DOCUMENT PASSAGE –
-.-.-
LAUNCESTON, Australia (Reuters) - - The trick with big, important numbers like China’s gross domestic product (GDP) is not working out what the data tells us, rather it’s what it doesn’t.
China’s economy met market expectations by expanding 6.8 percent year-on-year in the fourth quarter of last year, which put full-year growth at 6.9 percent, down from 7.3 percent in 2014 and the slowest pace of expansion in a quarter of a century.
Other economic data released on Tuesday came in slightly below market forecasts, with December industrial output up 5.9 percent year-on-year, retail sales up 11.1 percent and January to December fixed-asset investment up 10 percent.
What the data shows is that the trend of a slowing Chinese economy remains intact, as does the slow and somewhat painful process of shifting the drivers of growth from heavy industry and construction to consumer activity.
It’s now virtually an accepted market fact that China’s economy will continue down this path in 2016, something top officials have acknowledged.
So what are the GDP and other numbers not telling us?
The main thing is exactly what steps Beijing will take and when they will be taken in order to ensure that growth doesn’t fall too far this year.
The market will be looking to further monetary and fiscal easing as the headline act in official efforts to prop up growth and ease the transformation process.
But given that China’s slowing growth is largely a result of debt-driven overcapacity in many sectors, it’s likely that monetary and fiscal policy won’t be enough.
What would seem key to China’s prospects of a second half recovery is decisive action on structural reforms, and dealing with excess capacity in key heavy industries is the main area to target.
-.-.-
EXTRACTED INFORMATION –
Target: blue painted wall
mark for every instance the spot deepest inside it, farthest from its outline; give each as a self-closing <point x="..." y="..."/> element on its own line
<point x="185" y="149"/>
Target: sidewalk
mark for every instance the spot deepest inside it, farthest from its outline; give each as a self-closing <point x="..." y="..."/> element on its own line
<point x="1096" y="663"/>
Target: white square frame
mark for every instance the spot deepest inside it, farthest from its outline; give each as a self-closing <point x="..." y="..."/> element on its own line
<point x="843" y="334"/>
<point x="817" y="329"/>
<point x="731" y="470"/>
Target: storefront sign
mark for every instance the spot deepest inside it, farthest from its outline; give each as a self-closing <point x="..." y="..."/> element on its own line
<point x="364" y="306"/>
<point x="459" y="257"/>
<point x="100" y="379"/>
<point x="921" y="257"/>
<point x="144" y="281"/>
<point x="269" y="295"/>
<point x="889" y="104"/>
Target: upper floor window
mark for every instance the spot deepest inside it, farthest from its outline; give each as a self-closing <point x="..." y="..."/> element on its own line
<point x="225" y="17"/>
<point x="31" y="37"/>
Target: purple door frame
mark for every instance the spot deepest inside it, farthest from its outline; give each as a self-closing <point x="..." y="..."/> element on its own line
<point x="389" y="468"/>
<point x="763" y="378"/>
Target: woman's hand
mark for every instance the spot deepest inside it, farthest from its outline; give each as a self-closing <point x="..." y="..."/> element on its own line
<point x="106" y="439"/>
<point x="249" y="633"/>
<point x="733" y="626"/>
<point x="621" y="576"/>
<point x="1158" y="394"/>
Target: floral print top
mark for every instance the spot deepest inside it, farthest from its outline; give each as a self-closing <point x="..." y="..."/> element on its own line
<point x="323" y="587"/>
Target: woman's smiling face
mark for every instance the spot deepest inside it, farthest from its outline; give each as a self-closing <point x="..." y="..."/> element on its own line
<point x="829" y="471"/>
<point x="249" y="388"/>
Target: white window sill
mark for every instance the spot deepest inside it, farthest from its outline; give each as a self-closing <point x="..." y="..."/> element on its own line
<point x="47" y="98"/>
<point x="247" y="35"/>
-.-.-
LIST OF TASKS –
1. In the column on China's economic data, by how much did December industrial output rise year-on-year?
2. Carry on the column about China's slowing economy, starting after its final sentence.

ANSWERS BY TASK –
1. 5.9 percent

2.
Industries that need action to purge surplus capacity include steel, aluminum, coal, cement and shipbuilding, all of which happen to be key consumers of major imported commodities.
At the UBS Greater China Conference in Shanghai last week, the bank’s chief China economist Wang Tao said she believed the government would have success this year in tackling overcapacity.
However, when the conferences delegates were asked to vote on whether they shared this optimism, the overwhelming response was that Beijing would make little to no significant progress on restructuring, merging or closing state-owned enterprises (SOE).
NEED TO KILL ZOMBIES
Many of these companies are referred to as zombies, insofar as they continue producing even though they are loss-making and saddled with enough debt that it would be impossible for them to trade themselves to sustainable profitability, even if the prices of the commodities or products they produce increased.
The other key issue raised at the conference was whether the authorities will be able to manage the yuan exchange rate, or whether they will struggle to prevent a weakening of more than 10 percent against the U.S. dollar in 2016.
Both the issue of reform of industries with excess capacity and the path of the yuan will be key for China’s commodity imports.
A significantly weaker yuan will discourage commodity imports and may lead to the reduction of stockpiles, particularly for those commodities with existing elevated inventory levels, such as copper and iron ore.
The impact of restructuring the SOE sector will be harder to quantify, as in theory it will lead to lower output and therefore a reduced requirement for natural resource inputs.
But it’s more complex than that.
Rationalizing domestic mining may result in lower output of iron ore and coal, thus opening the door for increased imports of cheaper supplies, especially from top exporter Australia.
Shutting excess steel capacity may not lower actual output much, rather it will lower the cost curve for China’s production, which in turn may make exports more competitive.
The same argument could be made for aluminum and copper smelting, which also stand to benefit from lower overall production costs, rather than lower actual supply.
However, the start of a recovery in commodity prices is likely linked to the removal of excess capacity, particularly in China.
This may come initially at the cost of lower imports of key natural resources, which in turn should drive rationalization of output outside China.
But overall, it will key to watch what Beijing actually does to reform zombie SOEs, and if reforms are forthcoming, working out how long they will take to make a difference.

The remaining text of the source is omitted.